[Numpy-discussion] Find n closest values

Sun Jun 22 16:52:17 EDT 2014

That's pretty cool; and it makes sense that way. Still, couldn't you fold
this kind of computation into a shader?

Have you looked at vispy btw? I think its a really nice initiative; having
a high quality vector graphics module in there would make it even better.
Would be nice if those projects could be merged.

On Sun, Jun 22, 2014 at 9:51 PM, Nicolas P. Rougier <
Nicolas.Rougier at inria.fr> wrote:

>
> Actually, it's already working pretty well but it slows down when you're
> doing a lot of zoom in/out.
>
> The trick is that rendering is done using shader (OpenGL) and this
> computation is used to give information to the shader to where to draw
> antialiased lines. In the end, this shader is able to draw any amiunt of
> grids/ticks (as in matplotlib). Some old example are available from here:
> https://github.com/rougier/gl-agg
>
> I tested your solution and it is faster by only a tiny amount but the way
> you wrote it might open the door for other improvements. Thanks.
>
>
> Nicolas
>
> On 22 Jun 2014, at 21:14, Eelco Hoogendoorn <hoogendoorn.eelco at gmail.com>
> wrote:
>
> > Protip: if you are writing your own rasterization code in python, be
> prepared to forget about performance altogether.
> >
> > Something like numba or other c-like extension will be necessary unless
> you are willing to leave big gobs of performance on the table; and even
> with pure C you will get nowhere close to the performance of super-duper
> optimized library code you are used to.
> >
> > But before you go down that rabbit hole, its probably worth thinking
> about whether you can get an existing rendering framework to do what you
> want to do.
> >
> >
> > On Sun, Jun 22, 2014 at 8:30 PM, Nicolas P. Rougier <
> Nicolas.Rougier at inria.fr> wrote:
> >
> > Thanks, I'll try your solution.

Collected data entries:
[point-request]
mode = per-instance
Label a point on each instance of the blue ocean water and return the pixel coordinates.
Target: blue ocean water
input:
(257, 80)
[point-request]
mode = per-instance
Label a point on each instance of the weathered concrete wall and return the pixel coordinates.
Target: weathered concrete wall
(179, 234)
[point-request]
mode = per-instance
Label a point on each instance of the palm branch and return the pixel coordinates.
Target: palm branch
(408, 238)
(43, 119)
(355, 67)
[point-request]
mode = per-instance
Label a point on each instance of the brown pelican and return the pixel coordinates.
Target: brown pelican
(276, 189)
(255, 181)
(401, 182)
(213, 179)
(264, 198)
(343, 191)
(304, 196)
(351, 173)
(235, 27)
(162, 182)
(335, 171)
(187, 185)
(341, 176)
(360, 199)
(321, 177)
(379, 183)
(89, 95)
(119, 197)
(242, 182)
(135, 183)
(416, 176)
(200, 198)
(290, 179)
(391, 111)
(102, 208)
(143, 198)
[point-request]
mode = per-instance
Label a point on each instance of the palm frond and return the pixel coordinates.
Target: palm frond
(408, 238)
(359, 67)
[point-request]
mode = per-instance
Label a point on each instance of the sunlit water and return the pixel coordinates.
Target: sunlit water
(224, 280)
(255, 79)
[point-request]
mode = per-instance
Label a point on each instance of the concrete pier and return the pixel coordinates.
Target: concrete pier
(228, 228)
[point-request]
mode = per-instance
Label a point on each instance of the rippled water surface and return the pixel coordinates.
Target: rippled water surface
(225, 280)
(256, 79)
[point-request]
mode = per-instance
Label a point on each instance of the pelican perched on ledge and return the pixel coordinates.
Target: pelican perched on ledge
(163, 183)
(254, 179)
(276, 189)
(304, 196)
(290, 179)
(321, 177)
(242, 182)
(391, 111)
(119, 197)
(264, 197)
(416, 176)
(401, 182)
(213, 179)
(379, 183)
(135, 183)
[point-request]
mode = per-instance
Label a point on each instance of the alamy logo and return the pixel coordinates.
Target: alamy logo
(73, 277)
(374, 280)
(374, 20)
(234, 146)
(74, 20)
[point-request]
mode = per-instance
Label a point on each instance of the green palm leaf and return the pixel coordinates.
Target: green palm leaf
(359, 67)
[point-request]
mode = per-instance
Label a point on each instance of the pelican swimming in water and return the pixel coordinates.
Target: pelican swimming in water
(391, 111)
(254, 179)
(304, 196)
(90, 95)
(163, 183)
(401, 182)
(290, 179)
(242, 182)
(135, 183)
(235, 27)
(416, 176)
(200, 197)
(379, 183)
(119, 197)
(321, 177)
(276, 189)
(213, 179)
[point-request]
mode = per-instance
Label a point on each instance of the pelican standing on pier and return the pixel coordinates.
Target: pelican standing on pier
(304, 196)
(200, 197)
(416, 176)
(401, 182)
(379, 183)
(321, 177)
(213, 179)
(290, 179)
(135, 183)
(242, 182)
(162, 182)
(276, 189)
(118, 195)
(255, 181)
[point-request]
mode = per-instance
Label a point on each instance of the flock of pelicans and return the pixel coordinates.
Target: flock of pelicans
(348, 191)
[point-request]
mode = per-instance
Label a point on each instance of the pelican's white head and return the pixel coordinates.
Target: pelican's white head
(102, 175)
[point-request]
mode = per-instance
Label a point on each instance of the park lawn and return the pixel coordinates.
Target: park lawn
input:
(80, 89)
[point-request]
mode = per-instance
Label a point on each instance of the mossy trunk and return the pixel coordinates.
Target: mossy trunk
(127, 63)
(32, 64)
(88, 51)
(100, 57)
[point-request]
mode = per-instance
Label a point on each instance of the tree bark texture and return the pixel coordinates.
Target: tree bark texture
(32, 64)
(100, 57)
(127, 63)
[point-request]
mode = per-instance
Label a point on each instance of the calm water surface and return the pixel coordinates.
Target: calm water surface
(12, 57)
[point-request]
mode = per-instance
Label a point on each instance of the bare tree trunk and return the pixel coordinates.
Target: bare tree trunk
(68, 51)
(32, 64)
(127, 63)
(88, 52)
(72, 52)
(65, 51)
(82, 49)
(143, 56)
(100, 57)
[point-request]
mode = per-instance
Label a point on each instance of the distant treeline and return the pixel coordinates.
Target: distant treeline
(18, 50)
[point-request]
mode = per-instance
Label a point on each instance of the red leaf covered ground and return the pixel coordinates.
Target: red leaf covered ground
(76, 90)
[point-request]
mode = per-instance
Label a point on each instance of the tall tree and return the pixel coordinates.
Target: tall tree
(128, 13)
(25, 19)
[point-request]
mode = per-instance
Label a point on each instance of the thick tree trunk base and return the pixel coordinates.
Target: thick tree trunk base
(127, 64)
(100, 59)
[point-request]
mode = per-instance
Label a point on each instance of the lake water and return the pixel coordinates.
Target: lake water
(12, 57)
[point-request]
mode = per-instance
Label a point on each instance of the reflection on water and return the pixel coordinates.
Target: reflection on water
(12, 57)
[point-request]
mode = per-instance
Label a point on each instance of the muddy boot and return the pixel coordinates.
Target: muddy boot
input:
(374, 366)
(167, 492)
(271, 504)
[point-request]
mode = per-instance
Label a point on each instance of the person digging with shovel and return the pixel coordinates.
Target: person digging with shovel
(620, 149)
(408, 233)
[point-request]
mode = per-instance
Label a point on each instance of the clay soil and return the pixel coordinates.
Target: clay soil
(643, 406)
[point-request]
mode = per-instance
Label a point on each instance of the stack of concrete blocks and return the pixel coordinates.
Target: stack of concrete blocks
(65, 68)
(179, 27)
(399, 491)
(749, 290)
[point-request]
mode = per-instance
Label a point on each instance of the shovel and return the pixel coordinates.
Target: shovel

> [THE EXERCISE]:
In the NumPy discussion thread above, what does Nicolas say makes the rendering slow down?

> [OUTPUT]:
Doing a lot of zooming in and out.